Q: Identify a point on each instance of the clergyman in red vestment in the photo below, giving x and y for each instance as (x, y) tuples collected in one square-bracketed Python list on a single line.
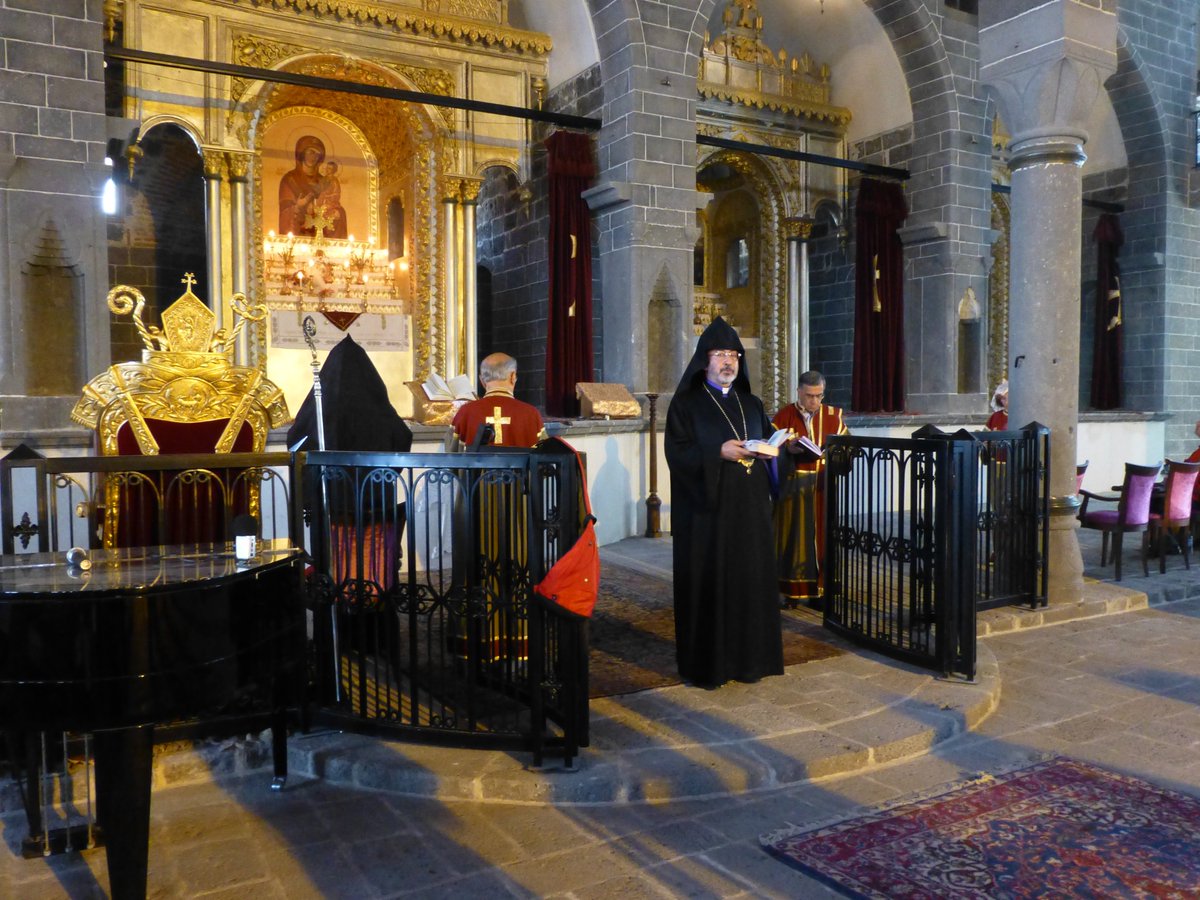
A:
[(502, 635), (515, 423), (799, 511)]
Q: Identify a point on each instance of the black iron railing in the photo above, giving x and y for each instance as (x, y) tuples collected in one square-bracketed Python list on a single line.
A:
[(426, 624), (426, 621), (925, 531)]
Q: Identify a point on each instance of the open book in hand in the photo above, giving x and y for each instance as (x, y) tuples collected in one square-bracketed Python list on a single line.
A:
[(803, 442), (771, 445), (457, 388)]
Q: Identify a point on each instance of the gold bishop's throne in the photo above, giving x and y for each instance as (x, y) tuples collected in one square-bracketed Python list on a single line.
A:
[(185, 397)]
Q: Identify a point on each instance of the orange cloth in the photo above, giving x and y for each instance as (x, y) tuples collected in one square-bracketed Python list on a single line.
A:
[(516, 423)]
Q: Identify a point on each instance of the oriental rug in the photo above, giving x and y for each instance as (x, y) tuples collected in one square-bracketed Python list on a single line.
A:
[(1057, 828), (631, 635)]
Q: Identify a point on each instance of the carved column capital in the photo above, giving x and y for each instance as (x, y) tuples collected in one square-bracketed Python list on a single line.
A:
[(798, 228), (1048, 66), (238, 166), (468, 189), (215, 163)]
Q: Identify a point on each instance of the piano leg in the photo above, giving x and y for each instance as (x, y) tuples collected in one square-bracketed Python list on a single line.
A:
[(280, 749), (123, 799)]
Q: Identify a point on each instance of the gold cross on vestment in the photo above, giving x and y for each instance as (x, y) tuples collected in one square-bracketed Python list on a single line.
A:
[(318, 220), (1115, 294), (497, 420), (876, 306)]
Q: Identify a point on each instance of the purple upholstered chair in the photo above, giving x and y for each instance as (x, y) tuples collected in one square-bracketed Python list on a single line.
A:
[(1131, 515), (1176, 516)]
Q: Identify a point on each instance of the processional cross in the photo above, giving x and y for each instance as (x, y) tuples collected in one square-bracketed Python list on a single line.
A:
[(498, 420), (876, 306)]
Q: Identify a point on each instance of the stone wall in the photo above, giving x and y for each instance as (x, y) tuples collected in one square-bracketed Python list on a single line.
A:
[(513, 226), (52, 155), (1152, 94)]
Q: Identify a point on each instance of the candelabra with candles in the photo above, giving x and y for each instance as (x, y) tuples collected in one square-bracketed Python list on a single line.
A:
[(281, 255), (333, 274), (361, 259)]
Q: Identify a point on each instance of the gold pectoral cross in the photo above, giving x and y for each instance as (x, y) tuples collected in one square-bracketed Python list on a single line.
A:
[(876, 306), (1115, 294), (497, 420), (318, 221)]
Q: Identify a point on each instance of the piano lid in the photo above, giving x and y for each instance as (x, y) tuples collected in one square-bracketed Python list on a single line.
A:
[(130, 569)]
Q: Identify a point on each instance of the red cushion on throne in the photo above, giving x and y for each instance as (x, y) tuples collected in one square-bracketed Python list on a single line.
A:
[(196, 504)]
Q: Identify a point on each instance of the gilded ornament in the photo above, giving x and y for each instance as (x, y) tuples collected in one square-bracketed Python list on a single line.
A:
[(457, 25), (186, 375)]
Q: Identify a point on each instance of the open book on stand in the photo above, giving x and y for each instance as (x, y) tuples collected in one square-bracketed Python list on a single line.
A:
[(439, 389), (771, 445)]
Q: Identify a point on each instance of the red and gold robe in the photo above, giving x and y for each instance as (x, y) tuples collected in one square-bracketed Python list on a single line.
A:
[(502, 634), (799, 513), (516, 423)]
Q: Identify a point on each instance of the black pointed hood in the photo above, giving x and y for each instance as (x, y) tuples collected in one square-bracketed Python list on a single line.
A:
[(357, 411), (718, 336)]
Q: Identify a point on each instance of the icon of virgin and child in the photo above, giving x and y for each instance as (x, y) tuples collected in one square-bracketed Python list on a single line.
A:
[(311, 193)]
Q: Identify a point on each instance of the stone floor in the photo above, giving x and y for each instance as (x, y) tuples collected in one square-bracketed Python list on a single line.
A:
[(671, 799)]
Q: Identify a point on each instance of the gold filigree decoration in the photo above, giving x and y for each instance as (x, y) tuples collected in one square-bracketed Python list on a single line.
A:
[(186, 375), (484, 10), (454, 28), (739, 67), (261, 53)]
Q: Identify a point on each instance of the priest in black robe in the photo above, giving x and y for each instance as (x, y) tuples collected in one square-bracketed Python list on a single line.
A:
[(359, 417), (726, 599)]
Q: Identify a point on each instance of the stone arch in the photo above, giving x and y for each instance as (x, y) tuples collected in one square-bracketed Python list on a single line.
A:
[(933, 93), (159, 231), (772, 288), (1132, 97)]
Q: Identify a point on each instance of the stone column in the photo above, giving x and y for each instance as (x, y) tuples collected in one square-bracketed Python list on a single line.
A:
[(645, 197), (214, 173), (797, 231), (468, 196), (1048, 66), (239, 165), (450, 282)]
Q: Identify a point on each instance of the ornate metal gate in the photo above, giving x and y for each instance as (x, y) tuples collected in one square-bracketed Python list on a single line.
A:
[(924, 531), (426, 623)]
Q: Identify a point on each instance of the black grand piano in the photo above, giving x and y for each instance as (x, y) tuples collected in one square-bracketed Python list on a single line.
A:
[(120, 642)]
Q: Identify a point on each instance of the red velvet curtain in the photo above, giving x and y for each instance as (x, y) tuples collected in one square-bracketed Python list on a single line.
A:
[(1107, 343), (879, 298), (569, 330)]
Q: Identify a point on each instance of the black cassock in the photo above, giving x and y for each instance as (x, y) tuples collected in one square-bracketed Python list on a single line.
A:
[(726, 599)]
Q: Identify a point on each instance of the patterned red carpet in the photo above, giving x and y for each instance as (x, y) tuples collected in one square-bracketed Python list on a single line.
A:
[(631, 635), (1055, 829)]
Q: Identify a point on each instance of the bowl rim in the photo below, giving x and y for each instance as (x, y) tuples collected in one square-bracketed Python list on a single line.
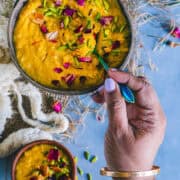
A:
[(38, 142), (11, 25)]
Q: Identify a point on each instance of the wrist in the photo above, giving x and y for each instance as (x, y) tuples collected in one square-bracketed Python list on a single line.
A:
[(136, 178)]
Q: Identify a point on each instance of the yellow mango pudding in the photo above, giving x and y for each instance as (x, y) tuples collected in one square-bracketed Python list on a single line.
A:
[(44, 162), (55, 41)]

####

§ **EXERCISE**
The job is to copy each line from the material above that holds the word "vestment".

§ **TASK ANSWER**
Q: Identify a point on each instance of the clergyman in red vestment in the photo below, giving x and y for each instance as (x, y) tuples collected in one square-bracketed Python list on a single line.
Q: Identify a point on each instance of the gold cross on vestment in the photo above, giving x and y for each instance as (x, y) tuples collected in one square-bracketed Python list on a single line.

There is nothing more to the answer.